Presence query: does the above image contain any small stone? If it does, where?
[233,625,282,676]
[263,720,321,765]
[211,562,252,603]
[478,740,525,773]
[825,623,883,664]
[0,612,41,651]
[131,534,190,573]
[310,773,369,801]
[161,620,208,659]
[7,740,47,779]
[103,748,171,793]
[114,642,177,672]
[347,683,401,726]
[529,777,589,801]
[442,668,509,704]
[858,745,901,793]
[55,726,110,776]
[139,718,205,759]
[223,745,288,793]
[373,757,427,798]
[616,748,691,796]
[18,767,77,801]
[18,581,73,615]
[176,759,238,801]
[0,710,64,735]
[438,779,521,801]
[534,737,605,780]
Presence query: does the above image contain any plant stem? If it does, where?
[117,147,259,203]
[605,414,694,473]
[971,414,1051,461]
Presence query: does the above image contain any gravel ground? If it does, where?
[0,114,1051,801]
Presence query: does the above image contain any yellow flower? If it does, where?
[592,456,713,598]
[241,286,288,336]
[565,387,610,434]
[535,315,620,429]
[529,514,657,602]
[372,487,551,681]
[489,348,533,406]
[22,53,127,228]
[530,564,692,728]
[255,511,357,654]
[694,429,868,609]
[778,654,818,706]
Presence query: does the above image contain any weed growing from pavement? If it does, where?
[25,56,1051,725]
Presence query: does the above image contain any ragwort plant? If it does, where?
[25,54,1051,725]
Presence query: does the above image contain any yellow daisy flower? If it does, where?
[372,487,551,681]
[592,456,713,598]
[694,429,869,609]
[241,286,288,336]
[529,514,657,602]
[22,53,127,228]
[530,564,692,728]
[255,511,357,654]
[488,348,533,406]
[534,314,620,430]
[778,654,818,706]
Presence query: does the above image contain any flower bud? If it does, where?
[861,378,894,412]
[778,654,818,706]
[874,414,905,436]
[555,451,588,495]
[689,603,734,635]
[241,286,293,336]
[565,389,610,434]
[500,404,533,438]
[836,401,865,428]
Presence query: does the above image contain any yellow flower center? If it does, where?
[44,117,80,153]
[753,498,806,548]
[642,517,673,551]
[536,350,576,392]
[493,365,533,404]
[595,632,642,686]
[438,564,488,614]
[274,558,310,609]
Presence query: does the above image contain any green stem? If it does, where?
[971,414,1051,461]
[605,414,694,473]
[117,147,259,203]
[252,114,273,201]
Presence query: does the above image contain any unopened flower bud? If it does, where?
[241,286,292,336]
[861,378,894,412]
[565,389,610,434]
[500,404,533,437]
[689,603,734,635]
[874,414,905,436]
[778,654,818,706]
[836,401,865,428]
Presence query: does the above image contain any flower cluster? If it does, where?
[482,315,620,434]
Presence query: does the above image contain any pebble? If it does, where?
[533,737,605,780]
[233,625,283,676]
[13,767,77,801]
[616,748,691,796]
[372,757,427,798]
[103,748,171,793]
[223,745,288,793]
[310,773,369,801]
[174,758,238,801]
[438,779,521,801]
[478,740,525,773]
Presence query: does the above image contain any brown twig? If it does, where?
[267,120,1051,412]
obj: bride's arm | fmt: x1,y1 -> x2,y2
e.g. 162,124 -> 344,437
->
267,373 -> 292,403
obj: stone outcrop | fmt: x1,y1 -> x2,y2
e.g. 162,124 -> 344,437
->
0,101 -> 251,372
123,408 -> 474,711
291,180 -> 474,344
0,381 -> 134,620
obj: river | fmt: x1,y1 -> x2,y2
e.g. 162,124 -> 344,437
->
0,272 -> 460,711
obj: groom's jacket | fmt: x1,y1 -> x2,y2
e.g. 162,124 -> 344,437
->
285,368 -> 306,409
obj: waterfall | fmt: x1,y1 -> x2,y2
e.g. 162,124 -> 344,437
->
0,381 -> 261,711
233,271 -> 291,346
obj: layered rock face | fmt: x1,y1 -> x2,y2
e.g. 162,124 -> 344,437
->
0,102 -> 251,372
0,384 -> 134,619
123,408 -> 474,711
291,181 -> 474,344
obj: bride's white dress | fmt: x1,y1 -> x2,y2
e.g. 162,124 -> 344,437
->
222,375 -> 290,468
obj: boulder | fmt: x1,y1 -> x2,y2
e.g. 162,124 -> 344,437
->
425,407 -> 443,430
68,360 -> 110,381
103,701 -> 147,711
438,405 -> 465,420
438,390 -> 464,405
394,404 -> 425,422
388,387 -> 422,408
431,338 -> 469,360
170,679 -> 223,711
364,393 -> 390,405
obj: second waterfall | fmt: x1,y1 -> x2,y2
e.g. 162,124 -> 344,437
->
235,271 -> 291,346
* * * *
Geef alle gegevens hierboven nog een keer woord voor woord weer.

Presence query: does the above image contain any small stone? If it does, where?
[233,625,282,676]
[263,720,321,765]
[211,562,252,603]
[478,740,525,773]
[825,623,883,664]
[0,612,41,651]
[131,534,190,573]
[310,773,369,801]
[161,620,208,659]
[7,740,47,779]
[103,748,171,793]
[114,642,177,672]
[347,683,401,726]
[529,777,589,801]
[442,668,509,704]
[858,745,901,793]
[55,726,110,776]
[139,718,205,759]
[223,745,288,793]
[373,757,427,798]
[616,748,691,796]
[18,767,77,801]
[18,581,73,615]
[176,759,238,801]
[0,710,64,735]
[438,779,521,801]
[534,737,605,780]
Presence query: does the above image contain any plant stem? If it does, where?
[117,147,259,203]
[605,414,694,473]
[971,414,1051,461]
Presence query: does the above image contain any gravel ground? If it does, where?
[0,114,1051,801]
Presence query: does the above image contain any yellow flower? If it does, where?
[592,456,713,598]
[241,286,288,336]
[565,387,610,434]
[535,315,620,429]
[529,514,657,602]
[372,487,551,681]
[489,348,533,406]
[22,53,127,228]
[530,564,692,728]
[255,511,357,654]
[694,429,868,609]
[778,654,818,706]
Presence query: does the above image contain any weed growing from pavement? If it does, where?
[25,56,1051,725]
Presence query: does the above image contain any ragwort plant? If it does, where?
[25,54,1051,725]
Presence query: does the above image contain any yellow daisy flower? If it does, where?
[372,487,551,681]
[592,456,713,598]
[694,429,869,609]
[241,286,288,336]
[529,514,657,602]
[22,53,127,228]
[530,564,692,728]
[255,511,357,654]
[488,348,533,406]
[534,314,620,430]
[778,654,818,706]
Presence query: does the above image contain any flower bud? If it does, where?
[861,378,894,412]
[778,654,818,706]
[874,414,905,436]
[555,451,588,495]
[689,603,734,635]
[241,286,293,336]
[565,389,610,434]
[500,404,533,438]
[836,401,865,428]
Presence query: does the above image contain any yellow flower center? If it does, where?
[44,117,80,153]
[753,498,806,548]
[642,517,673,551]
[536,350,576,392]
[493,365,533,404]
[595,632,642,686]
[438,564,488,614]
[274,558,310,609]
Presence query: does the above image contain any green stem? If it does, where?
[971,414,1051,461]
[605,414,694,473]
[117,147,259,203]
[252,114,273,201]
Presence query: does the above image contain any unopened flower bud? If it does, where?
[241,286,292,336]
[861,378,894,412]
[565,389,610,434]
[500,404,533,437]
[689,603,734,635]
[874,414,905,436]
[778,654,818,706]
[836,401,865,428]
Presence query: does the above image contain any flower cluster? If it does, where?
[482,315,620,434]
Presence query: does the above image contain any pebble? If it does, where?
[533,737,605,780]
[233,625,283,676]
[13,767,77,801]
[616,748,691,796]
[372,757,427,798]
[103,748,171,793]
[223,745,288,793]
[310,773,369,801]
[174,758,238,801]
[438,779,521,801]
[478,740,525,773]
Presence query: does the above image contain any brown twig? If it does, where?
[267,120,1051,412]
obj: bride's arm | fmt: x1,y1 -> x2,y2
e.g. 162,124 -> 344,437
->
267,373 -> 292,403
obj: stone outcrop | fmt: x1,y1 -> x2,y2
e.g. 162,124 -> 344,437
->
0,101 -> 251,372
123,408 -> 474,711
291,180 -> 474,344
0,381 -> 134,620
obj: river | fmt: x1,y1 -> x2,y2
e.g. 162,124 -> 344,437
->
0,272 -> 460,711
obj: groom's jacket | fmt: x1,y1 -> x2,y2
e.g. 162,124 -> 344,437
->
285,368 -> 306,409
obj: waterfall | fmt: x1,y1 -> x2,y2
e.g. 162,124 -> 344,437
->
0,381 -> 261,711
233,271 -> 291,346
obj: layered rock face | fmt: x1,y1 -> x2,y2
e.g. 162,124 -> 344,437
->
0,102 -> 251,372
0,384 -> 134,619
123,408 -> 474,711
291,181 -> 474,344
obj: bride's white dress | fmt: x1,y1 -> x2,y2
e.g. 162,124 -> 344,437
->
222,375 -> 290,468
obj: boulder | fmt: x1,y1 -> x2,y2
e.g. 162,124 -> 344,437
->
425,407 -> 443,430
68,360 -> 110,381
103,701 -> 147,711
438,405 -> 465,420
438,390 -> 464,405
394,404 -> 425,422
388,387 -> 422,408
431,338 -> 469,360
170,679 -> 223,711
364,393 -> 390,405
obj: second waterfall | fmt: x1,y1 -> x2,y2
e.g. 162,124 -> 344,437
->
235,271 -> 291,346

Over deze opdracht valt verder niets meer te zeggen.